Written exercise 1
Pull from the Underwilds page the part that opens with the words containing "Large Caverns: These" and closes with "lost is 3-in-6.", copying it word for word.
Written exercise 2
In the Underwilds page, what is the chance to become lost in Dense Caverns?

Saturday, October 14, 2023

Dungeon23: Level 8 - The Underwilds

This map is released under terms of the  CC BY-SA 4.0 license.


Area Links:

Area A – Howling Tunnels
Area B – Fungal Jungles
Area C – Magma Fields
Area D – Sea of Darkness


Movement on the Map

Movement through the Underwilds map uses the same method as wilderness travel.  The terrain categories are as follows:

Large Caverns: These immense cavern networks are large enough to be easily navigable.  Travel is at the normal rate.  Chance to become lost is 1-in-6.
Dense Caverns: These are labyrinthine tunnels that are difficult to navigate without a guide.  Movement here is at 1/2 the normal rate. Chance to become lost is 3-in-6.
Fungal jungle: These represent areas of large and dense fungal growth.  Movement is at 2/3 the normal rate.  Chance to become lost is 2-in-6.
Magma field: These represent fields and caverns broken by flowing magma rivulets, pools, and obsidian outcroppings.  Movement is at 2/3 the normal rate.  Chance to become lost is 2-in-6.
Rough crystal:  These are geode-like areas with sprouting crystals of various sizes.  Movement is at 2/3 the normal rate.  Chance to become lost is 2-in-6.
Underground river/lake:  These areas may require some form of water conveyance with oars such as a rowboat, canoe, or raft (for rivers.)  Eunshiel on the Sea of Darkness employ small, ornate galleys/longboats rowed by slaves, while the ennan have slow barges with steam-powered paddle wheels.  Movement varies by vessel.  Chance to become lost (Sea of Darkness only) is 2-in-6.


Going off the Map

The Underwilds are vast, perhaps as vast as the world above.  There are several areas where the players could feasibly go off-map.  In this case, the writer recommends that the GM use a map such as the one suggested in the Original Game (here’s a recreation from Bat-in-the-Attic.)  The scale is the same as the Underwilds map (1 hex = 3 miles.)  Clear hexes are large caverns, forests are fungal jungles, hills are dense caverns, deserts are magma fields, and swamps are crystal roughs.  The GM should pick a starting area on the map that is similar to the terrain on the Underwilds map where the characters stepped off.  Towns are the settlements of sentient creatures such as the snake-men and deep fey.  Lairs are the homes of monsters, and castles can be the special lairs of unique creatures, the weird strongholds of adventurers same as in the world above, or even small dungeons like the Ovoid From Beyond the Stars (who’s to say there are no other Ovoids?)

Information supplied
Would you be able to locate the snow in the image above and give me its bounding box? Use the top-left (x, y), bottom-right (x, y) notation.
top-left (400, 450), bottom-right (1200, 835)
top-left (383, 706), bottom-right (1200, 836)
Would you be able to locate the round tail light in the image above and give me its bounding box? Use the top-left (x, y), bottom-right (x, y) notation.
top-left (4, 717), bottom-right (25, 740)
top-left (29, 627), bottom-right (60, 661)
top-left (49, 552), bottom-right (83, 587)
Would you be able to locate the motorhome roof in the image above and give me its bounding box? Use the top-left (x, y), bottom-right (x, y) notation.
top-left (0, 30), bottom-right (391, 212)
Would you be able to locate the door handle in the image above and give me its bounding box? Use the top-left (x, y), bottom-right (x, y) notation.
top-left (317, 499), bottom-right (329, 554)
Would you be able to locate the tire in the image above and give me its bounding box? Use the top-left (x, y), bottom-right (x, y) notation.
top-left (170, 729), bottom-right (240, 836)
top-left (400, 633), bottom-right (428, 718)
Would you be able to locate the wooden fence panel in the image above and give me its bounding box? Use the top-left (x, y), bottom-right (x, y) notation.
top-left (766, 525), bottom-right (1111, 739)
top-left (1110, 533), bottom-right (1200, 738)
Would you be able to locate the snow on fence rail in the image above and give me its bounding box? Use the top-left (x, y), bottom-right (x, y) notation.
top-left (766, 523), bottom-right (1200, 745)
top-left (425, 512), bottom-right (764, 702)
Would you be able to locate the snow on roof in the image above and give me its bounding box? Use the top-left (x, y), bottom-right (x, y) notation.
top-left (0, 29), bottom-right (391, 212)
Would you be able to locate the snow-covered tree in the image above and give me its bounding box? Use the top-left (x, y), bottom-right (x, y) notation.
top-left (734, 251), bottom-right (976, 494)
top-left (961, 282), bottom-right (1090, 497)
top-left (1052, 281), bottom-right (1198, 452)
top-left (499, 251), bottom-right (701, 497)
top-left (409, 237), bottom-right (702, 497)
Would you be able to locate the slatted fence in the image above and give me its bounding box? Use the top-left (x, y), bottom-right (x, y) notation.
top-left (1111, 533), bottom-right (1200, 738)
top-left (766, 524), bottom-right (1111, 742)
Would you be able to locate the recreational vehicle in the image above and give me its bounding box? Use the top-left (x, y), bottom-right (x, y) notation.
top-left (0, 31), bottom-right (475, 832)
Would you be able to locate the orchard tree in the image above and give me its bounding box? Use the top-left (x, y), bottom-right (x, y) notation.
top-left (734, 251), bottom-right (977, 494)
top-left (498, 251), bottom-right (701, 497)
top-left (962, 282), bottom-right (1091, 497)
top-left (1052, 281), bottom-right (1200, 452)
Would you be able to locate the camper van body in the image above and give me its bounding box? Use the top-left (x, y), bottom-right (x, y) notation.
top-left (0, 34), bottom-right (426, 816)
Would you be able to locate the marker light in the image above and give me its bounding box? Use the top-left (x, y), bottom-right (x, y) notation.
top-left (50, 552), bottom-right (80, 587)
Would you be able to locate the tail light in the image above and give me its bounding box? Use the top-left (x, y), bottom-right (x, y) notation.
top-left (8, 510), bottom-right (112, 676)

Solution 1
Large Caverns: These immense cavern networks are large enough to be easily navigable.  Travel is at the normal rate.  Chance to become lost is 1-in-6.
Dense Caverns: These are labyrinthine tunnels that are difficult to navigate without a guide.  Movement here is at 1/2 the normal rate. Chance to become lost is 3-in-6.

Solution 2
3-in-6